Gather every line in the rows below that contains the word "snowy". Case counts.
"""
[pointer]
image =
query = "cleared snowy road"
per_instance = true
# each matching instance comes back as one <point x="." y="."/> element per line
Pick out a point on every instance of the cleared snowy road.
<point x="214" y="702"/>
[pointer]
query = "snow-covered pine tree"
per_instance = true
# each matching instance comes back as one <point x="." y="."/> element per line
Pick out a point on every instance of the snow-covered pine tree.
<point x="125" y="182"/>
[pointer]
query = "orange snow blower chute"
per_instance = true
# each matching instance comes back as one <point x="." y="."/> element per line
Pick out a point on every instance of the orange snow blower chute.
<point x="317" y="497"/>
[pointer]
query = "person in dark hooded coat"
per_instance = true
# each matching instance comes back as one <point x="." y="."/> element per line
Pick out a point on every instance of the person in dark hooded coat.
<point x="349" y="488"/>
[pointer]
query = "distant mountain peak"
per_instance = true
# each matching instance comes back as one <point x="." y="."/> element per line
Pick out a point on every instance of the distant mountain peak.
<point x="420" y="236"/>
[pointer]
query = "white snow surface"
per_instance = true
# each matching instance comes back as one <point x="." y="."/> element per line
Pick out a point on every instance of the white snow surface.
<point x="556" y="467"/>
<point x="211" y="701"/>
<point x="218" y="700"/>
"""
"""
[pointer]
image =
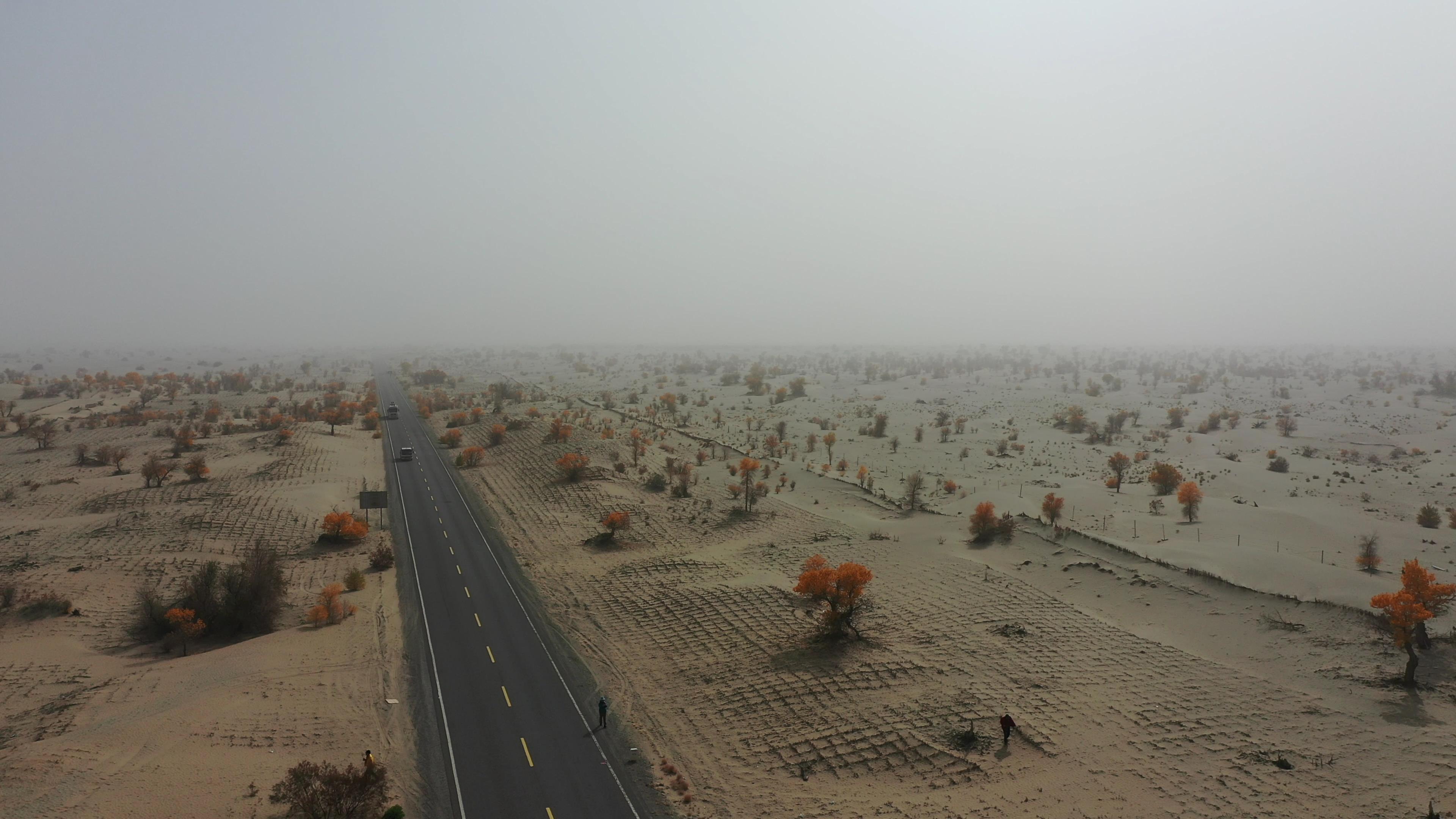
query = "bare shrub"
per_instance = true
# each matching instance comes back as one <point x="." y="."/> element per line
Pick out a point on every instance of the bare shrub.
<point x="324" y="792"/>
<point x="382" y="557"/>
"""
## EXERCISE RESULT
query = "cleared snowy road"
Pick out a point on every instance of the cleared snowy road.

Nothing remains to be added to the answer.